List every web address that appears in the mailing-list thread below.

===== TEXT =====

Re: The state of external transforms in Beam

2019-11-04 Thread Chamikara Jayalath
Makes sense.

I can look into expanding on what we have at following location and adding
links to some of the existing work as a first step.
https://beam.apache.org/roadmap/connectors-multi-sdk/

Created https://issues.apache.org/jira/browse/BEAM-8553

We also need more detailed documentation for cross-language transforms but
that can be separate (and hopefully with help from tech writers who have
been helping with Beam documentation in general).

Thanks,
Cham


On Sun, Nov 3, 2019 at 7:16 PM Thomas Weise  wrote:

> This thread was very helpful to find more detail in
> https://jira.apache.org/jira/browse/BEAM-7870
>
> It would be great to have cross-language current state mentioned as top
> level entry on https://beam.apache.org/roadmap/
>
>
> On Mon, Sep 16, 2019 at 6:07 PM Chamikara Jayalath 
> wrote:
>
>> Thanks for the nice write up Chad.
>>
>> On Mon, Sep 16, 2019 at 12:17 PM Robert Bradshaw 
>> wrote:
>>
>>> Thanks for bringing this up again. My thoughts on the open questions
>>> below.
>>>
>>> On Mon, Sep 16, 2019 at 11:51 AM Chad Dombrova 
>>> wrote:
>>> > That commit solves 2 problems:
>>> >
>>> > Adds the pubsub Java deps so that they’re available in our portable
>>> pipeline
>>> > Makes the coder for the PubsubIO message-holder type, PubsubMessage,
>>> available as a standard coder. This is required because both PubsubIO.Read
>>> and PubsubIO.Write expand to ParDos which pass along these PubsubMessage
>>> objects, but only “standard” (i.e. portable) coders can be used, so we have
>>> to hack it to make PubsubMessage appear as a standard coder.

===== SUPPLIED INFORMATION =====

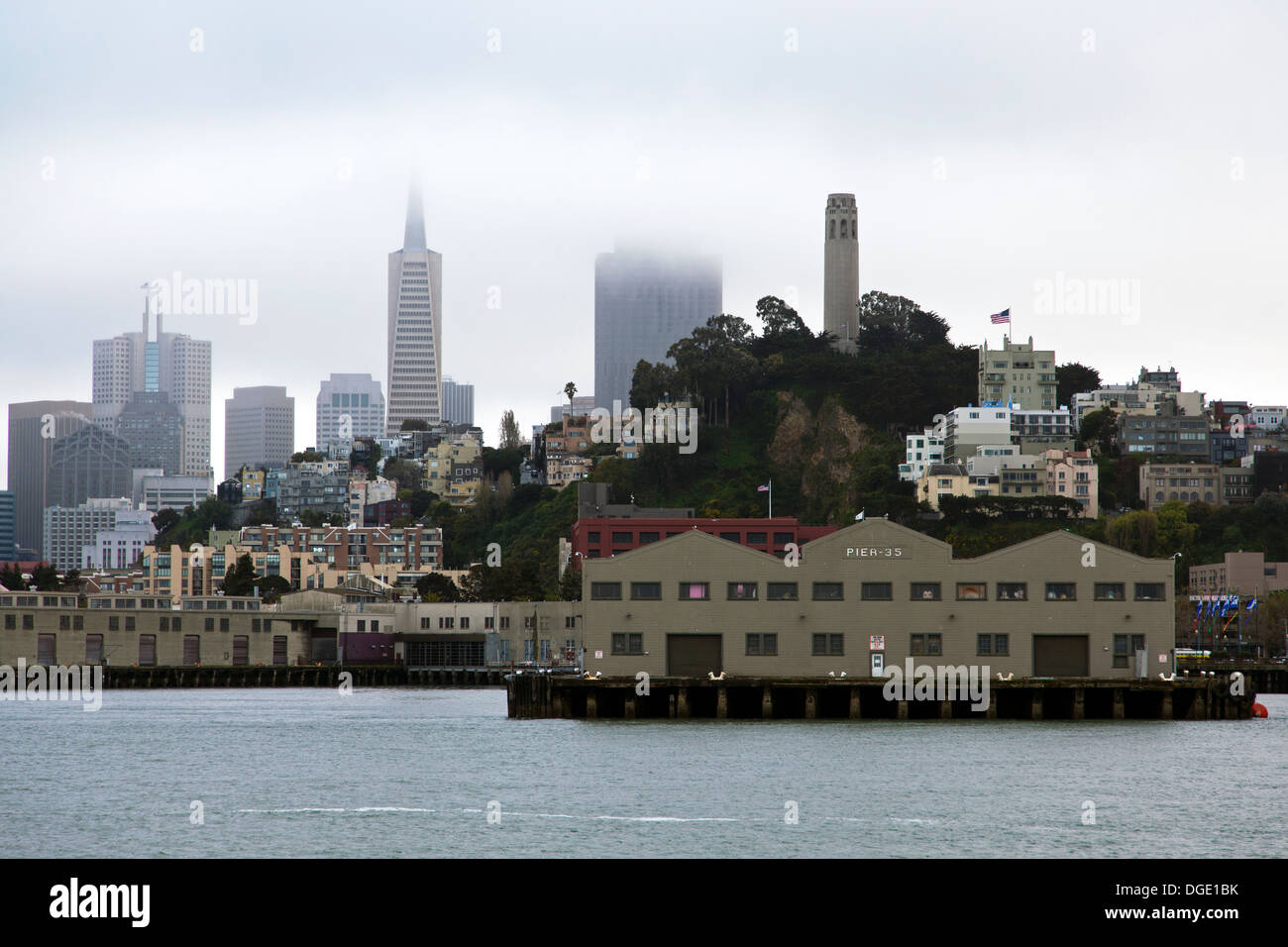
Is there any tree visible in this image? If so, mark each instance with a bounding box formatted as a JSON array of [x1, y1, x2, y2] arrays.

=====

* FINAL RESULT
https://beam.apache.org/roadmap/connectors-multi-sdk/
https://issues.apache.org/jira/browse/BEAM-8553
https://jira.apache.org/jira/browse/BEAM-7870
https://beam.apache.org/roadmap/